## Short task
Copy out the listing below, changing each "component" to "system" and leaving every other word as it is.

## Stored rows

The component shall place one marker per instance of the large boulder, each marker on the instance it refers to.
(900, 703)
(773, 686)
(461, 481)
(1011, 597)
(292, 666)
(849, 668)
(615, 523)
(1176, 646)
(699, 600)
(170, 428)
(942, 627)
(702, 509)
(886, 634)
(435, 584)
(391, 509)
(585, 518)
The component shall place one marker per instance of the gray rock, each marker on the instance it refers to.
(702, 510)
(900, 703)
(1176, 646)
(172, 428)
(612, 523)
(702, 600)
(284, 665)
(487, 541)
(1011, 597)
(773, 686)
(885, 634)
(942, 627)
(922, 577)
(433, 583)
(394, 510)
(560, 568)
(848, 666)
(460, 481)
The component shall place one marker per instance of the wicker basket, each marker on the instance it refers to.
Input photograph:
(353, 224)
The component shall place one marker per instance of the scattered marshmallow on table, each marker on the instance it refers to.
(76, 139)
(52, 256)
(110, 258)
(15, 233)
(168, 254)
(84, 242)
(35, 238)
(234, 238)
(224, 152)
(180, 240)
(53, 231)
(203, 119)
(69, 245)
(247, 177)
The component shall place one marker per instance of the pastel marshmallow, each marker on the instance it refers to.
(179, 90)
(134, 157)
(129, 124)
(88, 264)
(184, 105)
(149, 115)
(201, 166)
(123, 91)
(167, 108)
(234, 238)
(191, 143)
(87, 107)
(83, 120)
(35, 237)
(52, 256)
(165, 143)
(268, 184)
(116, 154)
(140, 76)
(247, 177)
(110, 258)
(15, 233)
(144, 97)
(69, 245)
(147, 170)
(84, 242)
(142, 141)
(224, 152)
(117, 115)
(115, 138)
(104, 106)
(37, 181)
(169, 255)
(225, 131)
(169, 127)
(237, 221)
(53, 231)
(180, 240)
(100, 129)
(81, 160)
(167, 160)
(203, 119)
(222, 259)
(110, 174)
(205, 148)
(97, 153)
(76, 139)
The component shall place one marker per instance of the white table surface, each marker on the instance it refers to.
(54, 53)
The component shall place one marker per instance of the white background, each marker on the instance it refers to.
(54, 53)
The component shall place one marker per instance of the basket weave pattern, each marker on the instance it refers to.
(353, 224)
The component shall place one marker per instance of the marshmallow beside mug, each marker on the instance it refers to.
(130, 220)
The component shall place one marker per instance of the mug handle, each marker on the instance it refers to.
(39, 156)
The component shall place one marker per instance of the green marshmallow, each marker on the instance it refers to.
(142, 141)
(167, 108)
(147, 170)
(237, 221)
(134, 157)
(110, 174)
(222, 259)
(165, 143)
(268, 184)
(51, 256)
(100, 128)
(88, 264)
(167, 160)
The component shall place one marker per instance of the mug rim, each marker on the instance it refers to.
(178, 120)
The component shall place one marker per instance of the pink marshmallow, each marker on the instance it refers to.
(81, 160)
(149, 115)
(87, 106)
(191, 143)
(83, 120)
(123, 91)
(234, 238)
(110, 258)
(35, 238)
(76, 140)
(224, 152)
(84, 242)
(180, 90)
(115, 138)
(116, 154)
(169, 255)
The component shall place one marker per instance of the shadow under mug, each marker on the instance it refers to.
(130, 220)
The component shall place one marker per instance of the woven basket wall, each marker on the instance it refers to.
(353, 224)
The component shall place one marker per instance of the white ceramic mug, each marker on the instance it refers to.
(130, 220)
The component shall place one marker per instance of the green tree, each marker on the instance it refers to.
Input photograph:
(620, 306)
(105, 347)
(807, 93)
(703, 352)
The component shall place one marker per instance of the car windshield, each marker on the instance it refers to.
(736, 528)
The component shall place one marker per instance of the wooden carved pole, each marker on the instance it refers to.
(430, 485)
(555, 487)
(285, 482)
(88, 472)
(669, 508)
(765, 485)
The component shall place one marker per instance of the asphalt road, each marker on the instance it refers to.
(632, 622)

## Solution to this task
The system shall place one marker per instance of the large boulder, each marker on the instance it refers to.
(900, 703)
(773, 686)
(461, 481)
(1011, 597)
(292, 666)
(849, 668)
(615, 523)
(1176, 646)
(699, 600)
(170, 428)
(942, 627)
(702, 509)
(886, 634)
(435, 584)
(391, 509)
(585, 518)
The system shall place one marker per instance of the gray rock, each marker on the instance it refers to.
(702, 510)
(900, 703)
(1176, 646)
(172, 428)
(612, 523)
(702, 600)
(284, 665)
(487, 541)
(1011, 597)
(773, 686)
(885, 634)
(942, 627)
(922, 577)
(433, 583)
(394, 510)
(560, 568)
(848, 666)
(460, 481)
The system shall place one marker per instance of the wicker basket, each marker on the instance it refers to.
Input photograph:
(353, 224)
The system shall place one marker per instance of the scattered marshmallow on table, each marker on the instance it refers to.
(76, 139)
(52, 256)
(110, 258)
(15, 233)
(168, 254)
(84, 242)
(35, 238)
(234, 238)
(224, 152)
(180, 240)
(53, 231)
(203, 119)
(69, 245)
(247, 177)
The system shall place one marker per instance of the pastel marshmallow, each marker on the instance it refers to.
(179, 90)
(134, 157)
(129, 124)
(88, 264)
(184, 105)
(149, 115)
(201, 166)
(123, 91)
(167, 108)
(234, 238)
(191, 143)
(87, 107)
(83, 120)
(35, 237)
(52, 256)
(165, 143)
(268, 184)
(116, 154)
(140, 76)
(247, 177)
(110, 258)
(15, 233)
(144, 97)
(69, 245)
(147, 170)
(84, 242)
(142, 141)
(224, 152)
(117, 115)
(115, 138)
(104, 106)
(37, 181)
(169, 255)
(225, 131)
(169, 127)
(237, 221)
(53, 231)
(180, 240)
(100, 129)
(81, 160)
(167, 160)
(203, 119)
(222, 259)
(110, 174)
(205, 148)
(97, 153)
(76, 139)
The system shall place one marker per instance of the white table surface, each marker on the instance it refers to.
(54, 53)
The system shall place one marker per instance of the white background, each marker on the instance it refers to.
(54, 53)
The system shall place one marker per instance of the basket weave pattern, each marker on the instance it refers to.
(353, 224)
The system shall place one marker per instance of the marshmallow beside mug, each marker on the instance it refers to.
(130, 220)
The system shall place one marker per instance of the mug handle, each marker on the instance it refers to.
(39, 156)
The system shall place one marker per instance of the green marshmallow, each marker on the instance it refers to.
(142, 141)
(167, 108)
(147, 170)
(237, 221)
(134, 157)
(110, 174)
(222, 259)
(165, 143)
(268, 184)
(51, 256)
(100, 128)
(88, 264)
(167, 160)
The system shall place one marker per instance of the mug rim, each marker on the instance it refers to.
(178, 120)
The system shall place one marker per instance of the pink marshmallow, each marker on the instance it refers to.
(81, 160)
(149, 115)
(87, 106)
(191, 143)
(83, 120)
(123, 91)
(234, 238)
(110, 258)
(35, 238)
(76, 140)
(224, 152)
(84, 242)
(180, 90)
(115, 138)
(116, 154)
(169, 255)
The system shall place one marker per instance of the shadow under mug, each marker on the instance it refers to.
(130, 220)
The system shall place one marker per instance of the woven basket wall, each marker on the instance it refers to.
(353, 224)
The system shall place one marker per instance of the white ceramic mug, each marker on the instance it refers to.
(130, 220)
The system shall place one marker per instance of the green tree, each marker on the instance it refers to.
Input photograph:
(620, 306)
(105, 347)
(807, 93)
(703, 352)
The system shall place one marker per instance of the car windshield, each marker on the instance it refers to.
(736, 528)
The system shall place one marker per instance of the wooden carved pole, each marker on the instance it refers to.
(430, 485)
(555, 487)
(285, 482)
(88, 472)
(669, 508)
(765, 485)
The system shall place one marker per instance of the asphalt road, each marker on the instance it refers to.
(632, 622)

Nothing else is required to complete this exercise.